──────── TEXTO EXTRAÍDO

UM OLHAR SISTÉMICO E TRANSGERACIONAL
A história de gêmeos que crescem separados e, ao se reencontrarem anos depois, descobrem semelhanças extraordinárias nas suas vidas desperta muito fascínio e obriga-nos a questionar muita coisa: Serão essas coincidências meros acasos ou estaremos perante forças mais profundas? A partir de uma perspetiva sistémica e transgeracional, podemos olhar para estes acontecimentos como expressões de um campo maior que transcende a própria individualidade dos gêmeos, uma espécie de teia invisível a que estão verdadeiramente ligados.
Um dos casos mais impressionantes de gémeos separados à nascença é o de Jim Springer e Jim Lewis. Nascidos em 1939 no estado de Ohio, ambos foram adotados por famílias diferentes sem que uma soubesse da existência da outra. Apesar da separação, AS suas vidas seguiram caminhos surpreendentemente paralelos. Ambos receberam o nome de James (e apelido de Jim), ambos tiveram cães chamados Toy, ambos se casaram com mulheres chamadas Linda e ambos, após o divórcio, se casaram novamente com mulheres chamadas Betty. Além disso, ambos tiveram filhos batizados de James Alan, trabalharam na área de segurança e conduziram o mesmo modelo de carro.

────────────────
──────── REGISTOS EXTRAÍDOS

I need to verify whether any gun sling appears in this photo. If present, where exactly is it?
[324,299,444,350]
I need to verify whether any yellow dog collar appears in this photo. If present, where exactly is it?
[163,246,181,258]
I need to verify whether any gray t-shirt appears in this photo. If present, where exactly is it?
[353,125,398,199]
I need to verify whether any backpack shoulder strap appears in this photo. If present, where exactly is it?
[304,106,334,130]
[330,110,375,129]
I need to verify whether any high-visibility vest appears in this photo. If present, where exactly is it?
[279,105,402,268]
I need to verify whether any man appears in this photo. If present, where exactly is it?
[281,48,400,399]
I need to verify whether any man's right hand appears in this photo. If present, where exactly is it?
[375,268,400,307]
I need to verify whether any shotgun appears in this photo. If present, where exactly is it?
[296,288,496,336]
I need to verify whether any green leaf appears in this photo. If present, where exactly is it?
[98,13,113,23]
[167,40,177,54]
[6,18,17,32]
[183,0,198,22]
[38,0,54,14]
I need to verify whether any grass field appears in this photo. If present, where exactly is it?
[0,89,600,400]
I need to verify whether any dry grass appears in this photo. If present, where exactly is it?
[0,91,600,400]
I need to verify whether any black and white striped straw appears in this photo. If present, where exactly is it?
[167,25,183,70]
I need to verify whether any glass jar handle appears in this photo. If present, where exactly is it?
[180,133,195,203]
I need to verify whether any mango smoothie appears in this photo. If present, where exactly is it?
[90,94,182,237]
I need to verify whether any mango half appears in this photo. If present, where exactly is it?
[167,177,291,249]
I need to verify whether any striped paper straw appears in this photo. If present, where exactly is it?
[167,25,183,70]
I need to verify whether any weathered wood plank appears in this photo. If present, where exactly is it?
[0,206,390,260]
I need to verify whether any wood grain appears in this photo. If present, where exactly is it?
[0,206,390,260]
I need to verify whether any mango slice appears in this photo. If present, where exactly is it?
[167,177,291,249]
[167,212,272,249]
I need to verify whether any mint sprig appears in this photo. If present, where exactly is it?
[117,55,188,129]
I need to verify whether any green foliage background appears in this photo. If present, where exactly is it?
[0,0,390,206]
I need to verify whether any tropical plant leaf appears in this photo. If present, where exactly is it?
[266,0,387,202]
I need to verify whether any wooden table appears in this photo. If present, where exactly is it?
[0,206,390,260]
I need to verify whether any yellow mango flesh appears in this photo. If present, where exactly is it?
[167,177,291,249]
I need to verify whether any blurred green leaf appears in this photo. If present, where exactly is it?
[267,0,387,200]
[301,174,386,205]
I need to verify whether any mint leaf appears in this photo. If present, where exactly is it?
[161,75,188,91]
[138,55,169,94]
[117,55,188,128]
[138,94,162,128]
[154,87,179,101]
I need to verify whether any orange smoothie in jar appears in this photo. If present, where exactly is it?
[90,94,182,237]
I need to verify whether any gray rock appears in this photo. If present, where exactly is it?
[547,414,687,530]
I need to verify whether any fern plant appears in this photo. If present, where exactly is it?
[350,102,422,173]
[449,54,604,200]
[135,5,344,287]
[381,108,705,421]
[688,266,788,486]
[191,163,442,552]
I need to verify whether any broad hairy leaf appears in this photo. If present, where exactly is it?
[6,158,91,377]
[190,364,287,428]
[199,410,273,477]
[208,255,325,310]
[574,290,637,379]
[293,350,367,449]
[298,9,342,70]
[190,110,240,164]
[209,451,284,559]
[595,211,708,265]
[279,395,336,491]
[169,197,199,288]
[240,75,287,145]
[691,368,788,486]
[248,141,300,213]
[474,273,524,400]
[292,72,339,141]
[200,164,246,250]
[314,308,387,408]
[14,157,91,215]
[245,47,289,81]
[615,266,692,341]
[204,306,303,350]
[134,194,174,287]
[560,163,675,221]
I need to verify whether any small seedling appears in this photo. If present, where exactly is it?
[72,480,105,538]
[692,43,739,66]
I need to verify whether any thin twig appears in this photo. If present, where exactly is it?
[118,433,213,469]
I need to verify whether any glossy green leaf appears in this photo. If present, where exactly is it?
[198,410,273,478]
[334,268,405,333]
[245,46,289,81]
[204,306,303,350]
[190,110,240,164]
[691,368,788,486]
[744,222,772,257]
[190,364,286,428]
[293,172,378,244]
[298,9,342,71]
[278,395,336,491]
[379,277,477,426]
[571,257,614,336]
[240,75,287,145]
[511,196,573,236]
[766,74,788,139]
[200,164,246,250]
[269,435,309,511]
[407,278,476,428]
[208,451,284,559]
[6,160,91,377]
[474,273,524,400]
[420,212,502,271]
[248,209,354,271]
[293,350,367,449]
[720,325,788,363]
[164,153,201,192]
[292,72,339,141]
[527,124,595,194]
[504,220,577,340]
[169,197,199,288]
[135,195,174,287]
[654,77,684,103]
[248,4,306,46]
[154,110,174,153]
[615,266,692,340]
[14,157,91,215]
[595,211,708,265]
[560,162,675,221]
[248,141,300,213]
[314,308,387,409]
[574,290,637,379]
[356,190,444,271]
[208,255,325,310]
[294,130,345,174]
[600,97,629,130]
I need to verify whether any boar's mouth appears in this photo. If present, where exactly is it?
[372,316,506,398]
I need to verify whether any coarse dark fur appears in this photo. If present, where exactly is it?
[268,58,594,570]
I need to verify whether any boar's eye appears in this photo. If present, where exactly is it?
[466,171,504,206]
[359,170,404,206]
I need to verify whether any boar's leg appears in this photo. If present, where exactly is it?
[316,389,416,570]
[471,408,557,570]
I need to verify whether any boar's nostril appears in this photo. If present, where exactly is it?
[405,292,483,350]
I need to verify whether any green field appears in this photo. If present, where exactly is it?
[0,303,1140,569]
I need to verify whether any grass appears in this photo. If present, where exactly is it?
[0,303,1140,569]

────────────────
──────── REGISTOS EXTRAÍDOS

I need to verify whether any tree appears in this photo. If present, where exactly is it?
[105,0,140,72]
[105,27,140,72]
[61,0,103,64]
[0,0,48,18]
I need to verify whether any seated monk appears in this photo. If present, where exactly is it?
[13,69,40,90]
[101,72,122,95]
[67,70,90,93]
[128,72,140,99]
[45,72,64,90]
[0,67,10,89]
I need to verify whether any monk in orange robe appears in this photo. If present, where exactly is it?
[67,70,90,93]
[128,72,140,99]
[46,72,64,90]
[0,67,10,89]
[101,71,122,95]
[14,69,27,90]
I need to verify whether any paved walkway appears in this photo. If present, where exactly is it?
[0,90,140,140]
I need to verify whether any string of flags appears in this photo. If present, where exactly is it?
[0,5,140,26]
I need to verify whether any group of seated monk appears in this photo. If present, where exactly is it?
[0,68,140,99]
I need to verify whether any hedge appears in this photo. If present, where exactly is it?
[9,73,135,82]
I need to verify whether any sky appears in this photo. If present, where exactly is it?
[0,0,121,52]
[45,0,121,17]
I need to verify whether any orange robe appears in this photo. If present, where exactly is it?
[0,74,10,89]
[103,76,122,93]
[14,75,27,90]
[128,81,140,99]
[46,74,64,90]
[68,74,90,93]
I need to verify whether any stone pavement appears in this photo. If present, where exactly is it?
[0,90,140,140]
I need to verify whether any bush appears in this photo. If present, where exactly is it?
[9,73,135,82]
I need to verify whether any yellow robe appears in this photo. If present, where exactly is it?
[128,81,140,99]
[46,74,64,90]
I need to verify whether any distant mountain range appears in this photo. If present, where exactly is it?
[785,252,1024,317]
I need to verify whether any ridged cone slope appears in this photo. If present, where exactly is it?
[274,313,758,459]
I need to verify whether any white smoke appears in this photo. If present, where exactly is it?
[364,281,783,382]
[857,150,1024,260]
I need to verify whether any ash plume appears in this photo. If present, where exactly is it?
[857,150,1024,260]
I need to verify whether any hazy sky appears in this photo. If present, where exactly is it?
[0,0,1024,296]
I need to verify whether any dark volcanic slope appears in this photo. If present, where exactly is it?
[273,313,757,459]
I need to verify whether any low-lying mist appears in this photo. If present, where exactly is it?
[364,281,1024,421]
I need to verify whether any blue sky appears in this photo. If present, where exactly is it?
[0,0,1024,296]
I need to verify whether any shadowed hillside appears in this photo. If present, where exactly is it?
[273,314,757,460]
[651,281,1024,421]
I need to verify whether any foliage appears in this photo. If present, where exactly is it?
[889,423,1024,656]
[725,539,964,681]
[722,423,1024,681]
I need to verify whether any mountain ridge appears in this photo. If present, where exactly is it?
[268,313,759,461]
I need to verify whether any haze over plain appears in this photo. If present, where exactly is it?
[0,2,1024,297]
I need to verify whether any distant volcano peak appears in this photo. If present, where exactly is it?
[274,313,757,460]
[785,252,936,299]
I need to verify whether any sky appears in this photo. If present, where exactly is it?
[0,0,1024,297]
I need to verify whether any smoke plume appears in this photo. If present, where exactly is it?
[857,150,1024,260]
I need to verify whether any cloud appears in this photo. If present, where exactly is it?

────────────────
──────── REGISTOS EXTRAÍDOS

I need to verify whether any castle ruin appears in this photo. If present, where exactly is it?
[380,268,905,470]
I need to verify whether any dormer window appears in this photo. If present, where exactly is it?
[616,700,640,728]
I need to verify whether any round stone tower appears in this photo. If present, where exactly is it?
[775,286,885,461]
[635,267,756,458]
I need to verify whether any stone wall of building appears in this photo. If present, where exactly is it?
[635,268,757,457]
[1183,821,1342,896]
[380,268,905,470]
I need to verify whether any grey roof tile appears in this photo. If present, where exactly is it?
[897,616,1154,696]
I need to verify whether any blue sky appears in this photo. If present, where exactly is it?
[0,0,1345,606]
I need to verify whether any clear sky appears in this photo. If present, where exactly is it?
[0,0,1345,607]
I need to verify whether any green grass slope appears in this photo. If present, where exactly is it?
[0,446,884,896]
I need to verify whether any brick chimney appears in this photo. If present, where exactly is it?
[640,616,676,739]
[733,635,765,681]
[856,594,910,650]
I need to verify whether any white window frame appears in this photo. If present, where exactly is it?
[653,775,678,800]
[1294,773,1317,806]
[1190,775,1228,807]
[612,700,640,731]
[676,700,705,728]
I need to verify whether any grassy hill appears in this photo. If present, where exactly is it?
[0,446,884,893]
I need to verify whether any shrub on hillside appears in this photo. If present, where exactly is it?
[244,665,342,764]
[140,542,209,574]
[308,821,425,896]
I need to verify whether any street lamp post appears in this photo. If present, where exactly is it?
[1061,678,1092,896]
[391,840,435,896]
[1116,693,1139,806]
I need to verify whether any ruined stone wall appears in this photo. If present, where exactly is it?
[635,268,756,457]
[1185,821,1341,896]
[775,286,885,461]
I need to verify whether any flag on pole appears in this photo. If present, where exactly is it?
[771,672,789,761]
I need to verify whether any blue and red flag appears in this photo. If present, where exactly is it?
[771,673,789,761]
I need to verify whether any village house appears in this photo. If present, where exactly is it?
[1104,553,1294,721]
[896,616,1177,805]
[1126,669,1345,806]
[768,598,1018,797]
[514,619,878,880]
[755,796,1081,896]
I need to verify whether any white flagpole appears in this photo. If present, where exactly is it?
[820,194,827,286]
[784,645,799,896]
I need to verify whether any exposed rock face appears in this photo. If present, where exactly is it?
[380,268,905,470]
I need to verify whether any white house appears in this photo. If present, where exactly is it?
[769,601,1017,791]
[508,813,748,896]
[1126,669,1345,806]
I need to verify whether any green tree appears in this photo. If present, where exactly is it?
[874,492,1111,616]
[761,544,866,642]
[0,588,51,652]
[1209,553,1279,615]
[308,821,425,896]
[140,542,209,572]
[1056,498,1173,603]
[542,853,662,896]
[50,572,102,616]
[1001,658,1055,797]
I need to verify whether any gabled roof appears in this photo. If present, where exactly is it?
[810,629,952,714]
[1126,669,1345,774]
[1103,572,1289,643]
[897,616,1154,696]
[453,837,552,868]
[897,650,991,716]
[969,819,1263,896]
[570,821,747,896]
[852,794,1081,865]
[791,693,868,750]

────────────────

● **TAREFAS DO EXERCÍCIO**:
1) Transcreva, por favor, sem qualquer alteração as linhas dos registos, começando na linha que contém "I need to verify whether any gun" e terminando na linha que contém "[281,48,400,399]", ambas incluídas.
2) Prossiga o texto sobre gémeos separados à nascença a partir da última frase apresentada.

● **RESPOSTAS ESCRITAS**:
1)
I need to verify whether any gun sling appears in this photo. If present, where exactly is it?
[324,299,444,350]
I need to verify whether any yellow dog collar appears in this photo. If present, where exactly is it?
[163,246,181,258]
I need to verify whether any gray t-shirt appears in this photo. If present, where exactly is it?
[353,125,398,199]
I need to verify whether any backpack shoulder strap appears in this photo. If present, where exactly is it?
[304,106,334,130]
[330,110,375,129]
I need to verify whether any high-visibility vest appears in this photo. If present, where exactly is it?
[279,105,402,268]
I need to verify whether any man appears in this photo. If present, where exactly is it?
[281,48,400,399]

2)
Quando se reencontraram aos 39 anos, descobriram mais semelhanças: sofriam das mesmas dores de cabeça, tinham o hábito de roer as unhas e partilhavam interesses idênticos. A história destes gémeos chamou a atenção da comunidade científica, tendo-se tornado objeto de um estudo académico profundo.
O caso dos gémeos Jim foi estudado pelo psicólogo Thomas Bouchard, da Universidade de Minnesota, no contexto do famoso “Estudo de Gémeos Criados Separados”. O estudo acompanhou 137 pares de gêmeos idênticos que foram separados à nascença e criados em ambientes distintos e territorialmente afastados. Os resultados desafiaram muitas concepções sobre a influência do ambiente e da hereditariedade no comportamento humano.
Entre as descobertas, constatou-se que os gémeos idênticos separados apresentavam semelhanças marcantes em personalidade, inteligência, interesses e até mesmo em traços de saúde, como o mesmo tipo de dores de cabeça. Esses achados reforçaram a ideia de que a hereditariedade desempenha um papel fundamental na formação da identidade e dos comportamentos humanos.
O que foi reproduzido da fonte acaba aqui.